• **TASK TO CARRY OUT**: Print all of the data exactly.

• **RECORDS SHOWN**:
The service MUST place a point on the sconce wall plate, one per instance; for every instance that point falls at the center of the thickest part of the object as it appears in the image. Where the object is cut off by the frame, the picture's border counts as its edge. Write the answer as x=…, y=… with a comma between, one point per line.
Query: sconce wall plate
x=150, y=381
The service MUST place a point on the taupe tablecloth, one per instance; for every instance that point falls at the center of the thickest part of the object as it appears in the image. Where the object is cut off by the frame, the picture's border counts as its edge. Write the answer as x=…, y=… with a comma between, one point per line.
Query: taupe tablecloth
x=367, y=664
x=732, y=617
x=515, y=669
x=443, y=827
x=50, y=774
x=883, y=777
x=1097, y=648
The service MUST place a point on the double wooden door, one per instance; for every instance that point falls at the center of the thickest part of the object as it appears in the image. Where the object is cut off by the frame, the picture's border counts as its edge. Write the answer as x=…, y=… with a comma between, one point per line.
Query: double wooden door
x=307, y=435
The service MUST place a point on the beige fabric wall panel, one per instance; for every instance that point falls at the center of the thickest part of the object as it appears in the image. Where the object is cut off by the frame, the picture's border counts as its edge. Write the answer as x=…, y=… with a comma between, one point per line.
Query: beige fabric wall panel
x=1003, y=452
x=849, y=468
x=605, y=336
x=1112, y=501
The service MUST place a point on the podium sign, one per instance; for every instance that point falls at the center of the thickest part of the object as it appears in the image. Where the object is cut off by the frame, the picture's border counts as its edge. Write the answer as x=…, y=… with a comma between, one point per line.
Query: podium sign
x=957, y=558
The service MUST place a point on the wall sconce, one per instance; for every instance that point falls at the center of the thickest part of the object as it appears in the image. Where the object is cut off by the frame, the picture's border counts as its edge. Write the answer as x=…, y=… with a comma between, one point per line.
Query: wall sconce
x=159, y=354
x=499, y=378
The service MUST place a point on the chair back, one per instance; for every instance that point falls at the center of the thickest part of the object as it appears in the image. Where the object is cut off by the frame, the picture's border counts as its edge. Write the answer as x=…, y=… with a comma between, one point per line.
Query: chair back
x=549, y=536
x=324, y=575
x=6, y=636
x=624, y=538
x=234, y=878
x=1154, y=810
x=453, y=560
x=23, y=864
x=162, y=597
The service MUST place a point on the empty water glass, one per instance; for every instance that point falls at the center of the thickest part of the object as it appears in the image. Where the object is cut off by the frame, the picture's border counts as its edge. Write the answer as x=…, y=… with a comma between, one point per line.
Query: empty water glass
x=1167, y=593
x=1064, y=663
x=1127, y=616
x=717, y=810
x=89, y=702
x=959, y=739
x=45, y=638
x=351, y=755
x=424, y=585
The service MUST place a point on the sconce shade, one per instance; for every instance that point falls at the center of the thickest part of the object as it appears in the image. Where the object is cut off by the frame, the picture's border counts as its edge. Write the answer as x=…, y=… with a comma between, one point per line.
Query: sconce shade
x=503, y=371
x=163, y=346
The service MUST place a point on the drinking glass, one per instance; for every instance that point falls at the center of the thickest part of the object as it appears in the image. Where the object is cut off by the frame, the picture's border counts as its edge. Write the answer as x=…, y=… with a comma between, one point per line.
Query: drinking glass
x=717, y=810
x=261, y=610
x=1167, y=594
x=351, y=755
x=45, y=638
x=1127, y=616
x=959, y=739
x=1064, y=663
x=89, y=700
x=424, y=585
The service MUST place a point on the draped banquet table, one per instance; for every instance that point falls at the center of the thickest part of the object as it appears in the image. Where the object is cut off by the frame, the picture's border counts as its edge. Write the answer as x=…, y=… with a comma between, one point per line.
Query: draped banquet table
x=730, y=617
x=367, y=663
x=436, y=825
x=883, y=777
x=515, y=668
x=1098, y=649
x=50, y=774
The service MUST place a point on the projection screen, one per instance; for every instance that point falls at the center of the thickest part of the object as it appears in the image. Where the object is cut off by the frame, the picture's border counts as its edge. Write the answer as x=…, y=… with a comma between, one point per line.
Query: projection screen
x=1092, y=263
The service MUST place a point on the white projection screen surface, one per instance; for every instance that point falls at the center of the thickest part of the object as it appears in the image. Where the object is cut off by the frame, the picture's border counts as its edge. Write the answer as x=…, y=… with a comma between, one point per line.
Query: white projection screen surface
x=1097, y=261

• **ANSWER BOX**:
The service MUST place a point on the sconce wall plate, one per instance; for every instance that point falls at the center of the thickest part of the object as it appears in the image. Where the object is cut off by the frame, the picture's border counts as its edge. Write the answer as x=…, y=… with a comma between, one point per line.
Query: sconce wall plate
x=150, y=381
The service MUST place a point on the taupe tablecloth, one per instance; for every instance that point falls at the center of the thickest part of the object as it appears in the image. Where the object is cut off by the frame, the picture's border counts as its edge. Write the answer as x=…, y=… with a comma between, one point per line.
Query: taupe tablecloth
x=367, y=664
x=732, y=617
x=515, y=669
x=443, y=827
x=50, y=774
x=883, y=777
x=1097, y=648
The service MUST place a point on the double wooden door, one per instance; for every instance that point falls at the center of the thickest part of the object as it appears in the image. Where the object is cut off by the frame, the picture's border counts as its edge. Write the answer as x=…, y=… with a comma between, one point per line.
Query: double wooden door
x=307, y=435
The service MUST place a point on the beige fabric wall panel, one per instance; for every instance that point falls at the center of the thickest part of the object as it appears in the image. Where the object is cut off by the frame, the picture's border counts as its edge. Write the answer as x=…, y=… with a comma between, one point per line.
Query: beige fabric wall panel
x=1003, y=452
x=849, y=468
x=605, y=336
x=1112, y=501
The service MUST place a point on the podium sign, one per instance; for every instance that point falls at the center of the thickest part of the object as it appears in the image. Where the object is cut off by the frame, the picture's border counts as its edge. Write the answer as x=…, y=… with a comma between, one point per line.
Query: podium sign
x=957, y=558
The service MUST place a point on the wall sconce, one per instance; for every instance that point falls at the center of the thickest part of the object as it appears in the image. Where the object is cut off by the frame, the picture's border counts as its edge. Write the answer as x=…, y=… with a comma between, one point per line.
Query: wall sconce
x=159, y=354
x=499, y=378
The service MUST place a point on the chair back, one per instance; for every instance that point falls at the center of the thickest part of the object as it appears in the image. Where the object is cut off by the frame, the picture's border counts as its edge. Write the answer as x=…, y=… with a comma between, one point per line.
Query: chair back
x=549, y=536
x=324, y=575
x=6, y=636
x=624, y=538
x=234, y=878
x=1154, y=810
x=453, y=560
x=23, y=864
x=162, y=597
The service MUST place a point on the empty water glass, one per instance; for every instance that point falls at the center of the thickest part of the object as it appears in the image. Where the object is cut off by the frame, the picture's border counts as its edge. Write the answer as x=…, y=… with a comma between, one point per line.
Query: empty water glass
x=1167, y=593
x=1064, y=663
x=1127, y=616
x=717, y=810
x=89, y=702
x=959, y=739
x=45, y=638
x=351, y=755
x=424, y=585
The service MUST place a point on the sconce shade, one per instance; for every instance that point falls at the center of the thickest part of the object as it appears in the image. Where the object is cut off by the frame, the picture's border counts as its edge. Write the answer as x=…, y=… with a comma between, one point per line.
Query: sconce shade
x=503, y=371
x=163, y=346
The service MUST place a point on the drinking glass, one per instance; for every instance that point falls at the center of the thickest part of the object as it appears in the image. Where the object is cut off by the frame, the picture's border counts as its edge. Write the answer as x=…, y=… with a comma between, one point per line.
Query: drinking glass
x=717, y=810
x=261, y=610
x=1167, y=594
x=351, y=755
x=45, y=638
x=1127, y=616
x=959, y=739
x=1064, y=663
x=89, y=700
x=424, y=585
The service MUST place a point on the draped banquet table, one per instance; for every instance that point falls at the center of the thickest part of the object as it appears in the image. Where the object is cut off by the frame, the picture's border counts as its edge. Write the answer as x=…, y=… with a comma between, one point per line.
Query: draped banquet table
x=730, y=617
x=367, y=663
x=436, y=825
x=883, y=777
x=515, y=668
x=1098, y=649
x=50, y=774
The service MUST place a point on the projection screen, one per instance; for every instance that point falls at the center of the thickest part of the object as it appears in the image. Where the object is cut off by the frame, the picture's border counts as its edge. Write the answer as x=…, y=… with a comma between, one point per line.
Query: projection screen
x=1092, y=263
The service MUST place a point on the white projection screen surface, one per instance; for every instance that point falls at the center of the thickest part of the object as it appears in the image. Where the object is cut off by the frame, the picture's border counts as its edge. Write the answer as x=…, y=… with a comma between, one point per line.
Query: white projection screen surface
x=1097, y=261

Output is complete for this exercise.